• [Stored records]
-- Begin --
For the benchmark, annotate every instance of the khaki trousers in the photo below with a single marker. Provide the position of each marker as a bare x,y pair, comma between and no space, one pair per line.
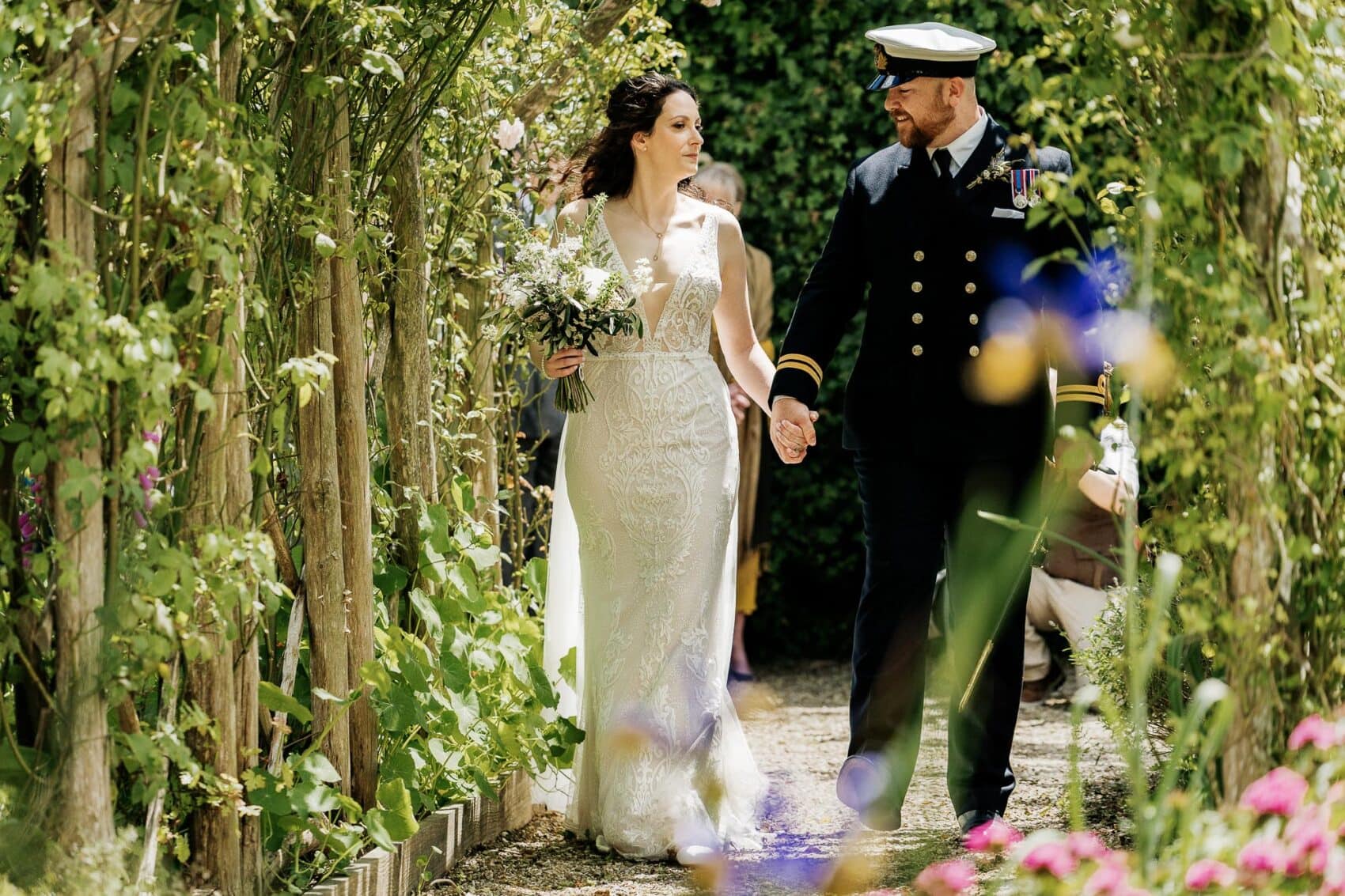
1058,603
-- End --
-- Begin --
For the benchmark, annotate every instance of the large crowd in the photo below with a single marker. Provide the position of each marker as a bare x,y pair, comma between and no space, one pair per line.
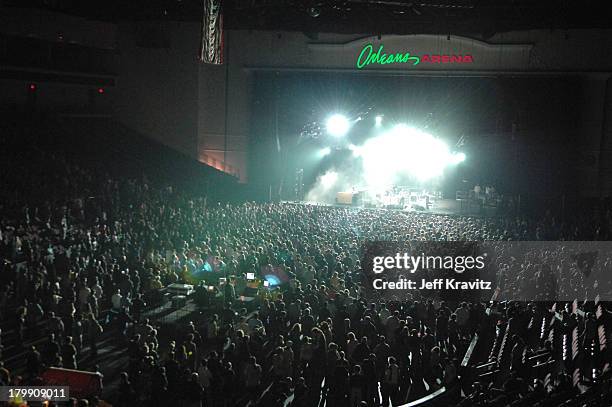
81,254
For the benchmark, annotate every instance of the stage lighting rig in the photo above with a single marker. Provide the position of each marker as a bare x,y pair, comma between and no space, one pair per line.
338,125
-- End --
• [Prompt] How many lines in the items above contain the word "stage"? Reply with the number alone.

• [Response to this exercise] 1